■ Exercise task: State how many lines of the material below contain the string "flower", with case counting. Give only the number.

-- start Data records --

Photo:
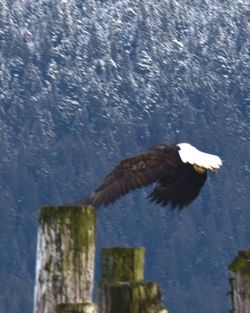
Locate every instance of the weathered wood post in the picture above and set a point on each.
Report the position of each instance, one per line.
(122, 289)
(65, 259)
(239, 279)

-- end Data records --
-- start Data records --

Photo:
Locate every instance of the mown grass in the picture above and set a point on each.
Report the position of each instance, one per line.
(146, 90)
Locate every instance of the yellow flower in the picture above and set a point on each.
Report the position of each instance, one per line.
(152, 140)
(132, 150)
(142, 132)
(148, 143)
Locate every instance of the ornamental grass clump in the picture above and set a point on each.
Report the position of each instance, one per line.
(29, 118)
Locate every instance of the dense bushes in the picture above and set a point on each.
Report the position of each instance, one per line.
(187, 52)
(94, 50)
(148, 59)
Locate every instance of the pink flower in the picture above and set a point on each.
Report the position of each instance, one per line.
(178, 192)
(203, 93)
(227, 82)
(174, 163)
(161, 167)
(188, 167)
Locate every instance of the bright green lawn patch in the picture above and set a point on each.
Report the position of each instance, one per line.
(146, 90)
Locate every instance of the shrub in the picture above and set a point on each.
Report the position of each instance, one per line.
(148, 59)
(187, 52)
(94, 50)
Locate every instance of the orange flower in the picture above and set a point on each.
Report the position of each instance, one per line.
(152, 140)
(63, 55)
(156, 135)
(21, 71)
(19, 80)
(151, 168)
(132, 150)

-- end Data records --
-- start Data records --

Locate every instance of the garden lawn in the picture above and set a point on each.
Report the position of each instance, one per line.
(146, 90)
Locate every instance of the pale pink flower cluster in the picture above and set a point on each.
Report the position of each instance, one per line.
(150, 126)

-- end Data records --

■ Reply to the task: 4